### Provided passage
● ● ●

Yaz victim says blood clots 'could have been avoided'

May 11th, 2010 by Jennifer Walker-Journey

The stories have become too familiar. Young women mysteriously stricken with life threatening blood clots, a direct result of their birth control pill. Leanne Letendre is one of the latest victims. Just last year the young mother became extremely fatigued while doing housework. “I couldn’t even make it up a flight of stairs. I had to go up three stairs, stop and then finish,” she told WBZ-TV. “I was so sick, I couldn’t even think.”

Leanne was diagnosed with dozens of blood clots in her lungs that at any moment could have killed her. “They were just everywhere. It was shocking…” she said. But what was even more shocking is that Leanne was told by her doctor that Yaz, the fourth-generation birth control pill that had become the most widely prescribed oral contraceptive on the market, was to blame for her malady.

Leanne has since learned she was not alone. There are thousands of women who had suffered as bad a fate as she. Some didn’t survive. More than 1,000 lawsuits have been filed against Bayer, the maker of Yaz, claiming the drug company didn’t adequately warn women of the dangerous side effects associated with Yaz.

● ● ●

### Data below
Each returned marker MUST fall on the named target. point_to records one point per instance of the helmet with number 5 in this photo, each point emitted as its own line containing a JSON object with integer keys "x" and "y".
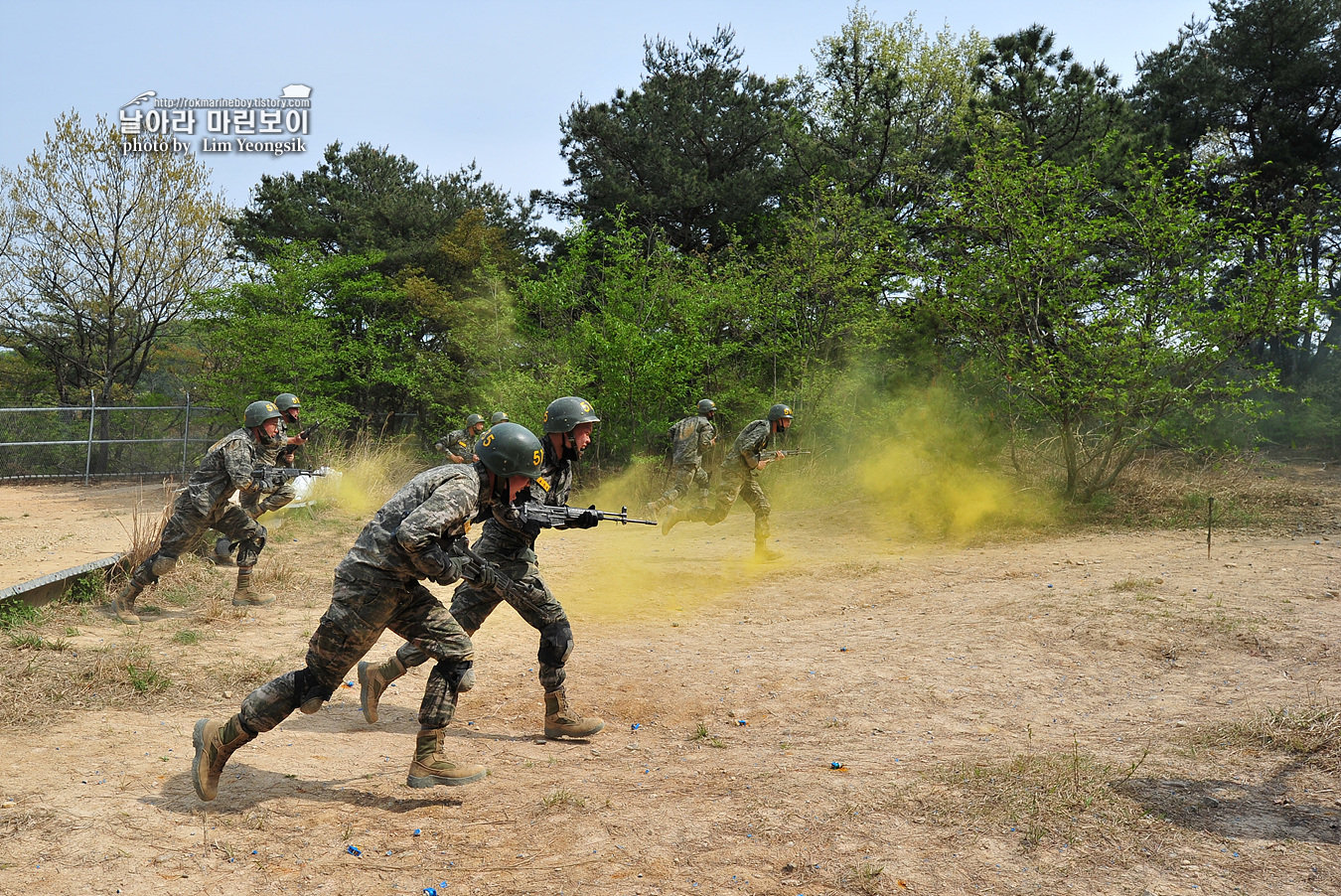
{"x": 512, "y": 450}
{"x": 565, "y": 413}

● ● ●

### Activity list
1. From the article about the Yaz blood clot victim, reproduce the part that opens with the words "Leanne has since" and closes with "associated with Yaz.".
2. Using the article about the Yaz blood clot victim, state whether each of the following statements agrees with it. For each, answer yes or no and quote the words that decide it.
(a) Leanne Letendre's doctor identified Yaz as the cause of her illness.
(b) Fewer than 100 lawsuits have been filed against Bayer.
(c) Leanne Letendre first became extremely fatigued while exercising.

### Written responses
1.
Leanne has since learned she was not alone. There are thousands of women who had suffered as bad a fate as she. Some didn’t survive. More than 1,000 lawsuits have been filed against Bayer, the maker of Yaz, claiming the drug company didn’t adequately warn women of the dangerous side effects associated with Yaz.

2.
(a) Yes: "Leanne was told by her doctor that Yaz, the fourth-generation birth control pill that had become the most widely prescribed oral contraceptive on the market, was to blame for her malady."
(b) No: "More than 1,000 lawsuits have been filed against Bayer, the maker of Yaz"
(c) No: "the young mother became extremely fatigued while doing housework."